*Prompt*: Lines in the entries below where the word "camouflage" shows up should each be copied.

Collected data

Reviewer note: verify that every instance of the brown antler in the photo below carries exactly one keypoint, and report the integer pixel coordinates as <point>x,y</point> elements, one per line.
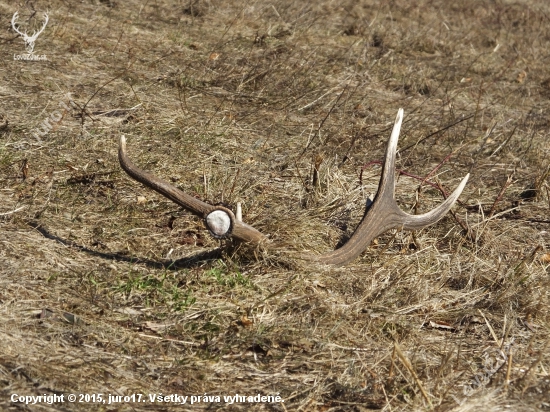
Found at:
<point>383,215</point>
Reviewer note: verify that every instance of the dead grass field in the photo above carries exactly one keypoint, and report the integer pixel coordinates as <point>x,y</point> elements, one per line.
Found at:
<point>106,287</point>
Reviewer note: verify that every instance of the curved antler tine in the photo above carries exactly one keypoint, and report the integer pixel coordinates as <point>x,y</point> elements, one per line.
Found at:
<point>220,221</point>
<point>416,222</point>
<point>386,187</point>
<point>190,203</point>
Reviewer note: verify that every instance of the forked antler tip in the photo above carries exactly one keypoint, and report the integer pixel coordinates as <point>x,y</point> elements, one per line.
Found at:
<point>122,143</point>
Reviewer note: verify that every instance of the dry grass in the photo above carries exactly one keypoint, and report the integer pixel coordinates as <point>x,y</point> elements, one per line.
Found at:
<point>235,101</point>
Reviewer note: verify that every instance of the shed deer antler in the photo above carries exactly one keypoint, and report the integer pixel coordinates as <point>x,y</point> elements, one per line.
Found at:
<point>29,40</point>
<point>384,213</point>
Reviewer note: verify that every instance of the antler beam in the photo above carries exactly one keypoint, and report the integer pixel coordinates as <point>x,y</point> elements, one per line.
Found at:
<point>384,213</point>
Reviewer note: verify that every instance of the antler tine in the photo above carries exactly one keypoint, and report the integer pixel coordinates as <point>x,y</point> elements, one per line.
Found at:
<point>13,19</point>
<point>415,222</point>
<point>219,220</point>
<point>46,19</point>
<point>384,213</point>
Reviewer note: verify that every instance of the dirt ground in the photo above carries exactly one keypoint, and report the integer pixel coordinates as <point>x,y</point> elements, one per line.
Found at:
<point>286,106</point>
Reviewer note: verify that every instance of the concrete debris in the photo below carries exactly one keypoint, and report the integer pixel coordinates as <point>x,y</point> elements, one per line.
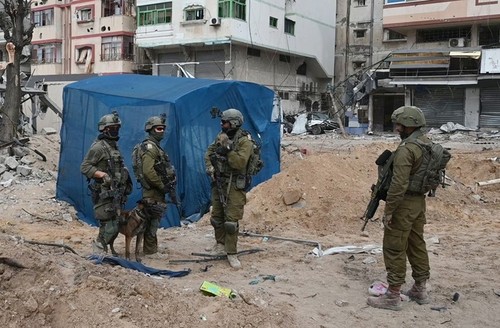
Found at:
<point>292,196</point>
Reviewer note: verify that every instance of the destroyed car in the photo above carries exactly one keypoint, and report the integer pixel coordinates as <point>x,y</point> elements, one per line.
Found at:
<point>318,123</point>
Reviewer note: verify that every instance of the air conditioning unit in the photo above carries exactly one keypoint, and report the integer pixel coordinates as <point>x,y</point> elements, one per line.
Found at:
<point>215,21</point>
<point>456,43</point>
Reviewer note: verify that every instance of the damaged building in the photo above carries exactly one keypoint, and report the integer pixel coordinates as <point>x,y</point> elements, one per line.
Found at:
<point>442,56</point>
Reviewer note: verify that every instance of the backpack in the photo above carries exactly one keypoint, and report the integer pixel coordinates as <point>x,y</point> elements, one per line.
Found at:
<point>432,170</point>
<point>137,153</point>
<point>255,162</point>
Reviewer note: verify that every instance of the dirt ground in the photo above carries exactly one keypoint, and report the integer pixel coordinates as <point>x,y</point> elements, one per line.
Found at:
<point>284,285</point>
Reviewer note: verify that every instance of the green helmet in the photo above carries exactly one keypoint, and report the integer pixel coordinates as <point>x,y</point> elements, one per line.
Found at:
<point>109,120</point>
<point>234,117</point>
<point>409,116</point>
<point>154,121</point>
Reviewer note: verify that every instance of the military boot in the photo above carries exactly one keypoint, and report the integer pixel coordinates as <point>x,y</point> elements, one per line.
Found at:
<point>233,261</point>
<point>391,300</point>
<point>418,293</point>
<point>217,250</point>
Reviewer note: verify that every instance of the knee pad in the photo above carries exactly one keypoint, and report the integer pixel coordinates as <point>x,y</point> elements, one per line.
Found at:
<point>231,227</point>
<point>216,224</point>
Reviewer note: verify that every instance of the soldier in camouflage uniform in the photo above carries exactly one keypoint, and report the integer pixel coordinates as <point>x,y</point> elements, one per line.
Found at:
<point>157,178</point>
<point>226,162</point>
<point>109,180</point>
<point>404,215</point>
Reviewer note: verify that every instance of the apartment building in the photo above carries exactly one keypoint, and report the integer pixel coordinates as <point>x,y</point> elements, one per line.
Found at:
<point>285,45</point>
<point>440,55</point>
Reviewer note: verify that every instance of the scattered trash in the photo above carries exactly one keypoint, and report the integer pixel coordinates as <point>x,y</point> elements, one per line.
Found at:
<point>439,308</point>
<point>263,278</point>
<point>212,289</point>
<point>369,260</point>
<point>341,303</point>
<point>378,288</point>
<point>371,249</point>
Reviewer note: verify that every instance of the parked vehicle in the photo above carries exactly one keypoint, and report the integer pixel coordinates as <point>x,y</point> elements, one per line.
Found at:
<point>318,122</point>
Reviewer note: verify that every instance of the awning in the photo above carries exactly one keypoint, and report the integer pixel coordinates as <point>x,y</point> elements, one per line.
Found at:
<point>440,81</point>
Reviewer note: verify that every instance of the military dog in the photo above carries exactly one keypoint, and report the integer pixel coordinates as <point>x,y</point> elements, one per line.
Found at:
<point>132,224</point>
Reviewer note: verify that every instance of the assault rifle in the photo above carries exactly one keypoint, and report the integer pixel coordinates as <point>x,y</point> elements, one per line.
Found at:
<point>170,184</point>
<point>379,190</point>
<point>218,178</point>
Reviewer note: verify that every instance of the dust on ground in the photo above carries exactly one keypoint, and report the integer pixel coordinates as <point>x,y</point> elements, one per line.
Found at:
<point>281,286</point>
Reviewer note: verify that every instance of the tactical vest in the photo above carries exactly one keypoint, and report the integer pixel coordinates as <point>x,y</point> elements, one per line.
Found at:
<point>434,160</point>
<point>162,166</point>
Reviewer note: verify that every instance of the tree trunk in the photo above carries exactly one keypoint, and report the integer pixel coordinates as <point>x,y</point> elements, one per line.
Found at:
<point>11,110</point>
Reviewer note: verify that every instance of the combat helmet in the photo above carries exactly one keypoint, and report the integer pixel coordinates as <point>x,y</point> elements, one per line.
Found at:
<point>155,121</point>
<point>109,120</point>
<point>234,117</point>
<point>409,116</point>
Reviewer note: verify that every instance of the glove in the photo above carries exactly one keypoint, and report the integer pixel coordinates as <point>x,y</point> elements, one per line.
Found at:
<point>106,180</point>
<point>173,198</point>
<point>222,151</point>
<point>386,221</point>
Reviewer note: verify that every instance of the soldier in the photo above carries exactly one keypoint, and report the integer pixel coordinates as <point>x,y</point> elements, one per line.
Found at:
<point>109,179</point>
<point>226,161</point>
<point>157,177</point>
<point>404,215</point>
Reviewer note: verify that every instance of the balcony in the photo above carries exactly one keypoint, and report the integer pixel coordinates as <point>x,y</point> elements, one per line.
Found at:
<point>406,15</point>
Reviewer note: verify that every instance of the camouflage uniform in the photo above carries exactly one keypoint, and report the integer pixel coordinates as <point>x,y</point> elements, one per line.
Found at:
<point>104,156</point>
<point>406,236</point>
<point>154,196</point>
<point>232,168</point>
<point>157,178</point>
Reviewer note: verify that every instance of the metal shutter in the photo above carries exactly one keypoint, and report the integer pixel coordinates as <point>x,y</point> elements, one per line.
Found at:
<point>489,116</point>
<point>441,104</point>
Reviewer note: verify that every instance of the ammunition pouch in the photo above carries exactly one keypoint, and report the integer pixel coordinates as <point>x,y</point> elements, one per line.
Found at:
<point>240,182</point>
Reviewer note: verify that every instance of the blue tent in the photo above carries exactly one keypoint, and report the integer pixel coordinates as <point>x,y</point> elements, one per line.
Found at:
<point>190,129</point>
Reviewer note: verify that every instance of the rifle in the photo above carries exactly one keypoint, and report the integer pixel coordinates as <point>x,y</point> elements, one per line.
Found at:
<point>170,184</point>
<point>442,182</point>
<point>379,190</point>
<point>217,177</point>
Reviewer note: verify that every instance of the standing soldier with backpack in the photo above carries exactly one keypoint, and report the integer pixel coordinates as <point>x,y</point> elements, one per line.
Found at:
<point>414,163</point>
<point>226,162</point>
<point>156,175</point>
<point>109,179</point>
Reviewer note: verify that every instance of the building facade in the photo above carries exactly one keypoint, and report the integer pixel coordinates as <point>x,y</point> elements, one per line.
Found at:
<point>440,55</point>
<point>285,45</point>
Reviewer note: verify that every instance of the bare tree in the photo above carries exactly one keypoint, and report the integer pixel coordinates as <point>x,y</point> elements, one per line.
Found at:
<point>18,28</point>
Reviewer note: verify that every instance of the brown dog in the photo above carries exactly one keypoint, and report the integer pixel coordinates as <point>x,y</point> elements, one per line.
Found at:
<point>132,225</point>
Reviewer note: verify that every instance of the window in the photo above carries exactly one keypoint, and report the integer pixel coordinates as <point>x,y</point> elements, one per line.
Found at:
<point>289,26</point>
<point>194,13</point>
<point>359,33</point>
<point>273,21</point>
<point>443,34</point>
<point>253,52</point>
<point>393,35</point>
<point>117,48</point>
<point>232,9</point>
<point>284,95</point>
<point>84,15</point>
<point>46,53</point>
<point>285,58</point>
<point>43,17</point>
<point>83,55</point>
<point>160,13</point>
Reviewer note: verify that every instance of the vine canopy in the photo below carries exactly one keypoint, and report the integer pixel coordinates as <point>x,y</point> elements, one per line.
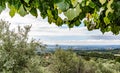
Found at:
<point>96,14</point>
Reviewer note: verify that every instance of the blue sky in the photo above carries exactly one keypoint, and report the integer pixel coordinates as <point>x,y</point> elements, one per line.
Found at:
<point>52,34</point>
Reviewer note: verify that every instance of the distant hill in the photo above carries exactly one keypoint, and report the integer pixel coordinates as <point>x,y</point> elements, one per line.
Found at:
<point>83,47</point>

*Answer box*:
Reviewer note: verify that every instance of the soldier in camouflage uniform in the photo above carries exactly one keypoint, and report the integer pixel coordinates as <point>x,y</point> elements, one per line.
Reviewer note: verify that every instance of the camouflage uniform in the photo above carries exactly one keypoint, and report the integer pixel coordinates as <point>x,y</point> elements, one per line.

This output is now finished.